◆ Exercise details:
Continue the personal reflection on a song that revives memories of an absent loved one and of Noah, beginning immediately after its final question.

◆ Extract to read:

= = = =

It's a morning that you are touched, by a song. Quite out of nowhere when I was just flipping through Youtube trying to find something to watch. Then there was this movie, I probably have watched it before. I can't remember when now. I don't even recall its tune. But when the music was played, it echoed inside me — there were days when I was walking on the bridge in 太原, thinking of the future and Noah's mom, this tune was with me. At some point I actually thought it was something quite beautiful and genuine and I wanted to write it down before I forget. But now to think of it, it must have been there all along since I watched the movie some time ago, just didn't surface till this morning, or that day.
But the song made me think of you. I could feel it, could feel you tossing around inside me as if you were just sleeping there. How real. I think that's the power of music, or should I say the power of missing someone, of loving someone, of wanting someone? Noah was a great boy today. The day didn't start well for him — he played his Prodigy and was happy, until I reminded him of his assignment due in a few days and he needs to work on it. There was silence, heavy silence. But then, he picked up his binder and started working on it. I guess the homework must be quite reasonable because before we hit I-40 exit he said he is all done! How wonderful!
I remember the night, the moment, when you were next to me, and Noah was on your segway zooming around. That was a moment in life when I felt complete, there was nothing I would have asked, nothing. If only life could have ended at that moment, that would have been nice. Here he is, growing, still a boy with lots of boyish thoughts and mischievous ways. He will be fine. But what about you? where are you these days? and what's your life like? and are you happy?

= = = =

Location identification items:

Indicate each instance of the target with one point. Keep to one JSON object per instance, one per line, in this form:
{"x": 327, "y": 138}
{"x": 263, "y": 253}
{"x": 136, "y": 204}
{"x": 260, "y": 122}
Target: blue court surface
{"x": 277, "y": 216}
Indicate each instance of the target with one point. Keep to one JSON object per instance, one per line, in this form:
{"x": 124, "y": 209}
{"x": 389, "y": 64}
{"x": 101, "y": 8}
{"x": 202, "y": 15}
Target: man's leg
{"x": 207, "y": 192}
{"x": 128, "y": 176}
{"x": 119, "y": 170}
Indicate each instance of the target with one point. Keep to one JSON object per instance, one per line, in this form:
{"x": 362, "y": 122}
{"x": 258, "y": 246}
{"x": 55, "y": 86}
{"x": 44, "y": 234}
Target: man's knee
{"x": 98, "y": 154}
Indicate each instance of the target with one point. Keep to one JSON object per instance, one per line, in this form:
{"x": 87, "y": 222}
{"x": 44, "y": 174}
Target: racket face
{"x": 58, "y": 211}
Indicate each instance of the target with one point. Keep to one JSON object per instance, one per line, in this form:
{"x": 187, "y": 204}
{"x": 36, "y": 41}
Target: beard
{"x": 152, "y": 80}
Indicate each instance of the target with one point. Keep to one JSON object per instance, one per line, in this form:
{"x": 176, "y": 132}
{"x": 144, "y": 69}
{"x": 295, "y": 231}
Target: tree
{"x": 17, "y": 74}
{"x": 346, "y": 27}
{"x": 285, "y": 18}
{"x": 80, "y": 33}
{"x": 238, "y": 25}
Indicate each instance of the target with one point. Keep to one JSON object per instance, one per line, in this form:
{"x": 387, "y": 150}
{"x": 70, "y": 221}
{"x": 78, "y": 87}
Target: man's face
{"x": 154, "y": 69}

= = = =

◆ Result of the exercise:
I don't know how many times you fly through my mind each day. A lot, I think. Listening to this song I felt this urge to tear, to miss the ones I have missed in life, the ones who are here no more. I wonder, maybe that's how one should count his/her age — by counting how many lives one has seen its end.
I miss them, Lei, 波波, 臭豆腐, and all the lost loves that had once bestowed on me, but not anymore. Is this fate? destiny? It is interesting that last night I came across a line in the book, which says Buddha is meant to break the cycle of rebirth because life = suffering. So the idea, I guess, is that once you are out of this vicious cycle, your suffering ends and that's when you are saved.
Sometimes I truly feel this is probably how it should go, cause life certainly is not easy. Then there are all the love vows one makes to the other person that if not this life, I vow to try again in the next, and one following till we are together, then we will never part. How touching! If looking from this Buddha lens, what this vow says is an incredible commitment, that I'm willing to go through another cycle of life, to suffer, to live through, and may there be even more of these rounds, because I want to meet you, see you again, and love you again.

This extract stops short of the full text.